Start of SUPPLIED RECORDS
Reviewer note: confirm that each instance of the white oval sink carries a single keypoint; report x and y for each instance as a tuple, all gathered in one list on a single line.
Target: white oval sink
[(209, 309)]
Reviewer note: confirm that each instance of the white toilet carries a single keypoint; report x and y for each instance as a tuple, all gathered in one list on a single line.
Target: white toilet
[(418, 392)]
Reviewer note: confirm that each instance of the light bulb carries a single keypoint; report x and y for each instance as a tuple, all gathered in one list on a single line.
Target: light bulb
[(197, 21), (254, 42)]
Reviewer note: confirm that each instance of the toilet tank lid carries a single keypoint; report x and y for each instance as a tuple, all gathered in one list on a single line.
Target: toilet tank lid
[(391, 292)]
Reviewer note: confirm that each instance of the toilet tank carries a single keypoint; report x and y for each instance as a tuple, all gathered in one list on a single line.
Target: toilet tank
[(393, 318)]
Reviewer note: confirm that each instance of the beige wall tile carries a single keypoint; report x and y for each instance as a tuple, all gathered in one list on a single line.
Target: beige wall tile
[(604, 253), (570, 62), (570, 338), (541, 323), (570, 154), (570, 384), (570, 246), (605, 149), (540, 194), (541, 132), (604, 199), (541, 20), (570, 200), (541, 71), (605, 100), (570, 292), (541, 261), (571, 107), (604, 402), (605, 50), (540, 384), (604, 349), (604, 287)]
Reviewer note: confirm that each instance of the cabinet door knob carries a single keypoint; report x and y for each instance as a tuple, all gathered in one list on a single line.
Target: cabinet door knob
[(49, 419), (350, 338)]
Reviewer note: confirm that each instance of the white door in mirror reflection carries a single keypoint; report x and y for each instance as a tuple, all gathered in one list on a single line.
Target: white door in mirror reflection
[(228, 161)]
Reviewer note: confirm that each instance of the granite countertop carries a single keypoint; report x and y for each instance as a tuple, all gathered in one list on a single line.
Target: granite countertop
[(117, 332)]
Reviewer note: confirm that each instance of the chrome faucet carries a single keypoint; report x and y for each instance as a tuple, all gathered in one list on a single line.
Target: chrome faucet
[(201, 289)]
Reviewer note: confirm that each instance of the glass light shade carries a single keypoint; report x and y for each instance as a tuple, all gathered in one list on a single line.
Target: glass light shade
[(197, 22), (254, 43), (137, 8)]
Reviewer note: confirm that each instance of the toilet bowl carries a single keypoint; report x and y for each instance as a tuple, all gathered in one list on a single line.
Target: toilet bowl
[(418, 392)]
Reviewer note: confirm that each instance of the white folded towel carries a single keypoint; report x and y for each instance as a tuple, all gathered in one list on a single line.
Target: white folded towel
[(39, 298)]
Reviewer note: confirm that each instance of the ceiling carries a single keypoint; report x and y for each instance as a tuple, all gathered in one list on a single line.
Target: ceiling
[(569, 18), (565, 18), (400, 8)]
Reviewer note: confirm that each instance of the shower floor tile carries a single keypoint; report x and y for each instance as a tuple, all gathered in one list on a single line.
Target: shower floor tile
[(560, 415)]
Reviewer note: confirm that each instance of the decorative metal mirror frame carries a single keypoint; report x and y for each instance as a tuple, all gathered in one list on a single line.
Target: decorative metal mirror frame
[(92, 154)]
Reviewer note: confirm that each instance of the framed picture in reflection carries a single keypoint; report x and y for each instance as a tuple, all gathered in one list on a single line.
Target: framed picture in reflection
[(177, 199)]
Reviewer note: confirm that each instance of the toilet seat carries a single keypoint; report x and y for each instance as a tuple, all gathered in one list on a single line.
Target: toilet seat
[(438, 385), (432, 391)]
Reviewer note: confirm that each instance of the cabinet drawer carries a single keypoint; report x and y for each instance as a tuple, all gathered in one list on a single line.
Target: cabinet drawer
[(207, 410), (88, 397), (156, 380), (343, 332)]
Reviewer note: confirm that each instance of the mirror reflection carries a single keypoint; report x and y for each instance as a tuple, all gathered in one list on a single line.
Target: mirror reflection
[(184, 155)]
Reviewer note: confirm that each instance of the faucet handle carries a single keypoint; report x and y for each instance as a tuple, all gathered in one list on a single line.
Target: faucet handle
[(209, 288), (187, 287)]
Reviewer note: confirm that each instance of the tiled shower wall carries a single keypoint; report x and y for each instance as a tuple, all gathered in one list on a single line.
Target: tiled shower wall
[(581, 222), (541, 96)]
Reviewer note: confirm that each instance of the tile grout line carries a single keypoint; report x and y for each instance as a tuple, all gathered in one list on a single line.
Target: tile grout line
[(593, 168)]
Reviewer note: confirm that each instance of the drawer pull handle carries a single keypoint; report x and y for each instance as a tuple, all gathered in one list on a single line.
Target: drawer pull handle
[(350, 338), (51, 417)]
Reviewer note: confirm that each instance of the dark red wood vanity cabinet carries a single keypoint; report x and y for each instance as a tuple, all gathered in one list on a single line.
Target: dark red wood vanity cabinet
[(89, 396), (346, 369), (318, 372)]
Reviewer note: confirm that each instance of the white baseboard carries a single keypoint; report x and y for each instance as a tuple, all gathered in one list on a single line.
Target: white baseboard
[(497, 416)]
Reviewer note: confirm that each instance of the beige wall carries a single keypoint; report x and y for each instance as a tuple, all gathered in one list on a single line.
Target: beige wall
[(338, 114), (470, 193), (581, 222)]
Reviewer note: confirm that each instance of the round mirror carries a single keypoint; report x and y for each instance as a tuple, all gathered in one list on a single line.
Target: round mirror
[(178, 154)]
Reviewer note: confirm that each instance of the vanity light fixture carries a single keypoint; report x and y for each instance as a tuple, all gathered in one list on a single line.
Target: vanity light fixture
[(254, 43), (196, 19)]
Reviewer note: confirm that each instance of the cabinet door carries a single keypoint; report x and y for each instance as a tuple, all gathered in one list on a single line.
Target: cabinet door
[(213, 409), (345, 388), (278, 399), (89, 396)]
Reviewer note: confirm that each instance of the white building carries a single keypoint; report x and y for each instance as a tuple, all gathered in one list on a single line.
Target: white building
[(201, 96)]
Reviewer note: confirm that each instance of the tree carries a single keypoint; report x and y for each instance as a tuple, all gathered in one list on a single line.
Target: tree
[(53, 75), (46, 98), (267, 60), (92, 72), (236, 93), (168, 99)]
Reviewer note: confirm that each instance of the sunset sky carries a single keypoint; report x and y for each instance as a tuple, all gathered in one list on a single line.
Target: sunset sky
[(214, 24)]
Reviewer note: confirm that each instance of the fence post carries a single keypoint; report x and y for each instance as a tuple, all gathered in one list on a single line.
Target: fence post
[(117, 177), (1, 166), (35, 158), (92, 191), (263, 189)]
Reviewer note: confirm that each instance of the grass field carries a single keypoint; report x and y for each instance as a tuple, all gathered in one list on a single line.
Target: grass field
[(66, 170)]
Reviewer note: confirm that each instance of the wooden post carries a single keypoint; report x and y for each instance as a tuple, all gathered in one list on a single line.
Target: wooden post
End of SUPPLIED RECORDS
**TASK TO COMPLETE**
Wherever the line holding "Target: white baseboard" falls in the entries above, copy exactly from it through the line holding "Reviewer note: confirm that each instance of the vanity", inclusive, and add nothing.

**RESPONSE AREA**
Target: white baseboard
[(497, 416)]
Reviewer note: confirm that each instance of the beige wall carries a single keypoint; report x and y for each instance as a tuple, all gathered in one list on a single line.
Target: beige wall
[(338, 114), (470, 193), (581, 222)]
Reviewer note: confirm that each instance of the round mirror carries a single keypoint; report x and y for each instance as a tuple, all gathered in one list on a single line.
Target: round mirror
[(178, 154)]
Reviewer note: confirm that each instance of the vanity light fixture carries a single keypoint; report x and y for each instance as a tuple, all gathered in one list on a single line.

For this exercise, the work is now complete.